**Material:**
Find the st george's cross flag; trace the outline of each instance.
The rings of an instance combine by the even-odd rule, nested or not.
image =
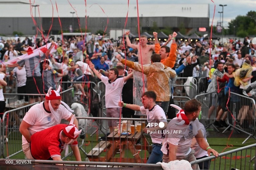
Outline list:
[[[7,64],[15,64],[17,61],[21,60],[25,60],[30,58],[38,56],[38,55],[42,56],[48,50],[52,45],[52,43],[48,43],[46,45],[45,45],[41,47],[37,48],[35,49],[32,50],[31,47],[28,48],[28,50],[27,51],[27,53],[23,54],[20,56],[14,58],[12,59],[3,62],[2,63],[4,65],[6,65]],[[50,53],[51,54],[56,51],[56,49],[57,48],[57,45],[55,44],[54,46],[53,47],[50,51]]]

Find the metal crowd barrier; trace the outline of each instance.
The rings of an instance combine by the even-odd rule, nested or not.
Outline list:
[[[26,112],[37,102],[7,111],[4,113],[1,124],[1,153],[9,158],[22,151],[20,123]]]
[[[249,135],[242,144],[244,143],[251,137],[256,139],[254,100],[252,98],[231,92],[228,107],[230,111],[229,111],[228,117],[229,126],[222,132],[224,133],[232,127],[235,129]],[[233,116],[231,116],[231,114]]]
[[[0,166],[4,169],[11,169],[14,165],[7,165],[6,161],[16,163],[24,160],[18,159],[0,159]],[[57,161],[47,160],[31,160],[29,164],[19,164],[15,165],[17,170],[23,170],[24,168],[32,168],[37,169],[81,169],[81,170],[140,170],[142,168],[147,170],[162,170],[161,165],[151,164],[128,163],[122,162],[103,162],[72,161]],[[12,162],[11,162],[12,161]],[[7,162],[8,163],[8,162]],[[56,165],[55,164],[64,164],[64,165]],[[77,166],[77,165],[85,165],[85,166]]]
[[[196,96],[196,95],[197,94],[197,86],[194,83],[191,82],[190,83],[190,85],[179,85],[178,84],[174,84],[173,85],[173,87],[183,87],[183,88],[185,88],[186,87],[189,87],[189,94],[188,95],[187,94],[187,95],[188,96],[188,97],[191,99],[195,97],[195,96]],[[182,88],[182,90],[181,90],[180,89],[179,90],[179,90],[178,90],[178,92],[180,92],[180,93],[183,90],[183,88]],[[186,92],[185,92],[185,93],[186,94]],[[176,92],[176,94],[177,95],[179,93],[177,93]]]
[[[176,79],[176,82],[175,84],[178,85],[184,85],[185,82],[186,82],[188,79],[188,77],[177,77]],[[194,81],[194,84],[197,84],[197,80],[196,79],[193,78],[193,80]]]
[[[95,99],[96,97],[98,97],[98,89],[97,85],[94,82],[62,82],[61,84],[63,86],[65,86],[65,84],[67,84],[68,86],[70,87],[73,86],[75,84],[80,84],[82,87],[85,87],[85,92],[86,95],[86,98],[83,98],[82,93],[80,91],[79,93],[78,92],[74,92],[74,98],[72,100],[73,102],[77,102],[81,104],[84,106],[85,108],[86,111],[90,113],[92,113],[93,115],[95,115],[96,113],[95,113],[97,112],[93,110],[94,109],[93,104],[96,102]],[[88,88],[88,85],[90,84],[89,88]],[[73,89],[73,88],[72,88]],[[84,88],[84,89],[85,88]],[[80,89],[79,89],[80,90]],[[76,91],[77,92],[78,90],[76,90]],[[71,104],[71,103],[70,106]],[[89,109],[90,107],[90,109]]]
[[[220,153],[218,157],[211,156],[192,161],[190,163],[194,165],[209,161],[210,166],[209,169],[213,170],[255,170],[256,168],[256,144],[255,143]]]
[[[213,125],[217,114],[218,106],[217,92],[207,93],[196,96],[195,98],[202,104],[202,114],[199,118],[199,121],[207,129],[212,126],[218,132],[219,130]]]
[[[108,120],[114,120],[118,122],[119,124],[119,118],[92,117],[77,117],[76,118],[78,120],[84,120],[86,122],[87,122],[88,120],[92,121],[90,122],[89,122],[90,123],[86,125],[86,137],[85,139],[85,144],[81,147],[84,151],[83,152],[85,153],[84,155],[81,155],[82,160],[84,160],[87,157],[90,161],[119,162],[121,156],[122,156],[122,158],[124,158],[123,157],[125,156],[124,153],[122,154],[122,152],[123,151],[125,153],[125,156],[127,156],[128,155],[128,157],[129,157],[124,158],[124,160],[123,160],[122,162],[124,162],[124,160],[128,161],[129,160],[131,161],[131,159],[134,158],[133,156],[133,156],[133,155],[135,154],[134,153],[131,153],[133,151],[136,153],[136,154],[137,154],[139,156],[143,162],[146,162],[147,158],[148,157],[149,153],[152,148],[150,144],[147,145],[145,144],[147,143],[149,140],[151,140],[151,139],[149,139],[150,137],[149,134],[145,133],[144,135],[142,134],[143,134],[143,132],[142,128],[141,128],[140,131],[137,132],[136,134],[131,135],[131,136],[133,136],[134,135],[132,138],[128,139],[127,137],[123,139],[124,138],[122,138],[123,136],[122,136],[122,137],[119,137],[118,139],[118,138],[116,138],[116,136],[114,136],[114,134],[117,132],[114,131],[112,134],[108,133],[108,130],[107,128],[104,129],[102,128],[100,129],[100,127],[98,126],[98,124],[99,122],[101,125],[107,127]],[[147,119],[141,118],[121,118],[121,121],[124,120],[131,121],[134,122],[133,124],[134,125],[135,121],[145,121],[145,124],[146,124],[146,121]],[[147,125],[146,124],[145,125],[145,126]],[[95,132],[95,130],[96,132]],[[136,129],[135,131],[136,132]],[[90,135],[92,134],[93,134],[93,135],[91,136]],[[112,136],[107,137],[107,135],[109,135],[111,136],[112,135]],[[139,135],[141,135],[141,137],[137,141],[138,139],[136,138],[136,137]],[[106,138],[108,139],[107,141],[106,141]],[[91,139],[90,142],[88,141],[88,139]],[[122,142],[121,142],[120,140],[121,148],[119,147],[119,145],[116,146],[116,144],[115,144],[117,142],[116,141],[119,140],[123,140]],[[80,143],[82,142],[82,139],[79,139],[79,143]],[[134,144],[130,146],[129,142],[132,142]],[[125,144],[124,144],[124,143],[125,143]],[[125,147],[125,145],[129,147]],[[132,149],[131,149],[131,147],[133,147]],[[118,153],[116,154],[117,152],[118,151],[121,152],[120,155]],[[95,152],[96,153],[94,153]],[[146,155],[146,156],[145,157]]]
[[[102,96],[102,99],[103,96],[105,94],[105,91],[106,89],[106,86],[102,81],[100,81],[98,83],[97,85],[98,89],[99,90],[99,93],[101,96]]]
[[[187,96],[173,96],[173,101],[174,104],[178,106],[181,108],[183,108],[187,101],[191,100],[191,99]],[[177,112],[178,111],[177,110]]]
[[[197,94],[200,93],[206,93],[208,87],[208,79],[209,77],[200,77],[198,79],[197,84]]]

**Work required:** Every line is to be duplicated exactly, though pictures stay out.

**Task result:**
Find the st george's cross flag; trace the outline of each instance.
The rings of an instance combine by the even-odd rule, nested or not.
image =
Outline list:
[[[7,64],[15,64],[17,61],[21,60],[25,60],[30,58],[38,56],[38,55],[42,56],[48,50],[52,45],[52,43],[48,43],[46,45],[45,45],[41,47],[37,48],[35,49],[32,50],[31,47],[28,48],[28,50],[27,51],[27,53],[23,54],[20,56],[14,58],[12,59],[3,62],[2,63],[4,65],[6,65]],[[50,53],[51,54],[56,51],[56,49],[57,48],[57,45],[55,44],[54,46],[53,47],[50,51]]]

Find the metal crowd barrier; trace the outline of each instance.
The rings of an instance combine by the even-odd rule, nested or not.
Outline list:
[[[26,112],[37,102],[7,111],[4,113],[1,124],[1,153],[9,158],[22,151],[20,123]]]
[[[249,135],[242,144],[244,143],[251,137],[256,139],[254,100],[252,98],[231,92],[228,107],[230,111],[229,111],[228,117],[229,126],[222,132],[224,133],[232,127],[235,129]],[[233,116],[231,116],[231,114]]]
[[[0,166],[4,169],[11,169],[14,165],[7,165],[6,161],[16,163],[24,160],[18,159],[0,159]],[[57,161],[47,160],[31,160],[29,164],[19,164],[15,165],[17,170],[23,170],[24,168],[32,168],[37,169],[81,169],[81,170],[140,170],[142,168],[147,170],[162,170],[161,165],[151,164],[128,163],[122,162],[103,162],[72,161]],[[12,162],[11,162],[12,161]],[[7,162],[8,163],[8,162]],[[56,165],[55,164],[64,164],[64,165]],[[77,166],[77,165],[85,165],[85,166]]]
[[[196,96],[196,95],[197,94],[197,86],[194,83],[191,82],[190,83],[190,85],[179,85],[178,84],[174,84],[173,85],[173,87],[183,87],[183,88],[185,88],[186,87],[189,87],[189,94],[188,95],[187,94],[187,95],[188,96],[188,97],[191,99],[195,97],[195,96]],[[182,88],[182,90],[181,90],[180,89],[179,90],[179,90],[178,90],[178,92],[180,92],[180,93],[183,90],[183,88]],[[186,92],[185,92],[185,93],[186,94]],[[176,92],[176,94],[177,95],[179,93],[177,93]]]
[[[176,79],[176,82],[175,84],[178,85],[184,85],[185,82],[186,82],[188,79],[188,77],[177,77]],[[194,81],[194,84],[197,84],[197,80],[196,79],[193,78],[193,80]]]
[[[95,99],[96,97],[98,97],[98,89],[97,85],[94,82],[62,82],[61,84],[63,86],[65,86],[65,84],[67,84],[68,86],[70,87],[73,86],[75,84],[80,84],[82,87],[85,87],[85,92],[86,95],[86,98],[83,98],[82,93],[80,91],[79,93],[78,92],[74,92],[74,98],[72,100],[73,102],[77,102],[81,104],[84,106],[85,108],[86,111],[90,113],[92,113],[93,115],[95,115],[96,113],[95,113],[97,112],[93,110],[94,109],[93,104],[96,102]],[[88,88],[88,85],[90,84],[89,88]],[[73,89],[73,88],[72,88]],[[84,88],[84,89],[85,88]],[[80,89],[79,89],[80,90]],[[76,91],[77,92],[78,90],[76,90]],[[71,104],[71,103],[70,106]],[[89,109],[90,107],[90,109]]]
[[[220,153],[218,157],[211,156],[192,161],[190,163],[194,165],[209,161],[210,166],[209,169],[213,170],[255,170],[256,168],[256,144],[255,143]]]
[[[213,125],[217,114],[218,106],[217,92],[207,93],[196,96],[195,98],[202,104],[202,114],[199,118],[199,121],[207,129],[212,126],[218,132],[219,130]]]
[[[108,120],[114,120],[118,122],[119,124],[119,118],[92,117],[77,117],[76,118],[78,120],[84,120],[86,122],[87,122],[88,120],[92,121],[90,122],[89,122],[90,123],[86,125],[86,137],[85,139],[85,144],[81,147],[84,151],[83,152],[85,153],[84,155],[81,155],[82,160],[84,160],[87,157],[90,161],[119,162],[121,156],[122,156],[122,158],[124,158],[123,157],[125,156],[124,153],[122,154],[122,152],[123,151],[125,153],[125,156],[127,156],[128,155],[128,157],[129,157],[124,158],[124,160],[123,160],[122,162],[124,162],[124,160],[128,161],[129,160],[131,161],[131,159],[134,158],[133,156],[133,156],[133,155],[135,154],[134,153],[131,153],[133,151],[136,153],[136,154],[137,154],[139,156],[143,162],[146,162],[147,158],[148,157],[149,153],[152,148],[150,144],[147,145],[145,144],[147,143],[149,140],[151,140],[151,139],[149,139],[150,137],[149,134],[145,133],[144,135],[142,134],[143,134],[143,132],[142,128],[141,128],[140,131],[137,132],[136,134],[131,135],[131,136],[133,136],[134,135],[132,138],[128,139],[127,137],[123,139],[124,138],[122,138],[123,136],[122,136],[122,137],[119,137],[118,139],[118,138],[116,138],[116,136],[114,136],[114,134],[117,132],[114,131],[112,134],[108,133],[108,130],[107,128],[104,129],[102,128],[100,129],[100,127],[98,126],[98,124],[99,122],[101,125],[107,127]],[[147,119],[141,118],[121,118],[121,121],[124,120],[131,121],[134,122],[133,124],[134,125],[135,121],[145,121],[145,124],[146,124],[146,121]],[[147,125],[146,124],[145,125],[145,126]],[[95,132],[95,130],[96,132]],[[136,129],[135,131],[136,132]],[[90,135],[92,134],[93,134],[93,135],[91,136]],[[112,136],[107,137],[107,135],[109,135],[111,136],[112,135]],[[139,135],[141,135],[141,137],[137,141],[138,139],[136,138],[136,137]],[[106,138],[108,139],[107,141],[106,141]],[[91,139],[90,142],[88,141],[88,139]],[[122,142],[121,142],[120,140],[121,148],[119,147],[119,145],[116,146],[116,144],[115,144],[117,142],[116,141],[119,140],[123,140]],[[80,143],[82,142],[82,139],[79,139],[79,143]],[[134,144],[130,146],[129,142],[132,142]],[[125,144],[124,144],[124,143],[125,143]],[[125,147],[125,145],[129,147]],[[132,149],[131,149],[131,147],[133,147]],[[118,153],[116,154],[117,152],[118,151],[121,152],[120,155]],[[95,152],[96,153],[94,153]],[[146,155],[146,156],[145,157]]]
[[[102,96],[102,99],[103,96],[105,94],[105,91],[106,89],[106,86],[102,81],[100,81],[98,83],[97,85],[98,89],[99,90],[99,93],[101,96]]]
[[[187,96],[173,96],[173,101],[174,104],[178,106],[181,108],[183,108],[187,101],[191,100],[191,99]],[[177,112],[178,111],[177,110]]]
[[[197,94],[200,93],[206,93],[208,87],[208,79],[209,77],[200,77],[198,79],[197,84]]]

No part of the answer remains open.